+++ SUPPLIED TEXT

Despite Malta being small, it is nonetheless connected to the international sphere. We are Maltese but also European. We live in a connected world. Historically, Malta has always performed well in comparison to other countries in challenging times and I am confident we will manage through the next 18 months, which are believed will be the most challenging, especially with the fluidity of the Russian-Ukrainian conflict. This is a test of resilience and Malta has a strong track record on the matter. I believe the key is not to be complacent or underestimate the situation as well as to focus on what's within our control and what isn't. Understanding a period of additional grit and determination is required as well as the need of making smarter choices is one of those things within our control.
Looking ahead, how do you plan to meet the challenges?
By simply going back to the roots of what made our company Malta's real estate agency and be diverse, innovative and purposeful. More than ever, observing the changing landscape and how people, including our clients, are responding to it is essential. Continuously, the role that data plays in our decisions is increasing. This is accentuated by the fact people need us to be more efficient, understand their needs faster and be available to fit into their busy lives, possibly more technologically than before. We must truly believe in a greater PropTech proposition. The market is changing. We must understand it. Our clients and their needs are changing. We must understand it. Society is changing. We must understand it. Our relationship with our team is changing. We must understand it. Whilst cultivating what is within the box, we must also make decisions which are innovative, diverse and purposeful.

++++++
+++ RECORD EXTRACTS

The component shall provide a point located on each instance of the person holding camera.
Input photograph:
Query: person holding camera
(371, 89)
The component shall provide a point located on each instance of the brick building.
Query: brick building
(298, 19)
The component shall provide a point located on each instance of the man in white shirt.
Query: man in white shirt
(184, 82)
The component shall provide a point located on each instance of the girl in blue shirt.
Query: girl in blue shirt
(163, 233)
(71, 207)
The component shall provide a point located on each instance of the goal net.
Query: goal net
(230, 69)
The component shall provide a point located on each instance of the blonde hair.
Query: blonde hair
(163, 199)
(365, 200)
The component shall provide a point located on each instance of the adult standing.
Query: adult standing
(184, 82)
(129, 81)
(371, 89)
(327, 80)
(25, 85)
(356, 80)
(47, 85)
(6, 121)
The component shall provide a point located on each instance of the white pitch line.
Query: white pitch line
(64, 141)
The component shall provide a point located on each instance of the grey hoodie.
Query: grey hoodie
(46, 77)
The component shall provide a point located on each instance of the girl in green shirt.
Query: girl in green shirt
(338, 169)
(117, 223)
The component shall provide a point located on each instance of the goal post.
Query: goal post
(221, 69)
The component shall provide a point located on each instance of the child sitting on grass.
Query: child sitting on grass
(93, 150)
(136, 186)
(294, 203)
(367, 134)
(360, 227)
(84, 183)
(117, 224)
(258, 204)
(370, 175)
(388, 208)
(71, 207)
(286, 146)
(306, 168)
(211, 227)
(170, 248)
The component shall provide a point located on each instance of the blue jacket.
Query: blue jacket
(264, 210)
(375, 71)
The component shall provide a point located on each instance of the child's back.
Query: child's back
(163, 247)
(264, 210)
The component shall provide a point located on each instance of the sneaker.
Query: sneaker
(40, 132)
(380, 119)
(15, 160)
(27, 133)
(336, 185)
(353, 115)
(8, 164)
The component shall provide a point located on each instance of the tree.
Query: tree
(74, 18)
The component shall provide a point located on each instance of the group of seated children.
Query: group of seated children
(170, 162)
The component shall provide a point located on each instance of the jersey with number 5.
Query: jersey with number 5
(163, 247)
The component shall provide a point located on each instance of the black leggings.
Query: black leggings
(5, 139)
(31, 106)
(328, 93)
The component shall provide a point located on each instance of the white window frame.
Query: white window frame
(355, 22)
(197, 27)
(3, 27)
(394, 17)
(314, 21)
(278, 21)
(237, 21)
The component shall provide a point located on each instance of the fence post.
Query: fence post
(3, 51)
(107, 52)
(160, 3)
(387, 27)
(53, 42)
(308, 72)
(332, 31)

++++++

TO DO – Translate this sentence from the text on Malta into Spanish: "This is a test of resilience and Malta has a strong track record on the matter."

ANSWER – Esta es una prueba de resiliencia y Malta tiene un sólido historial en la materia.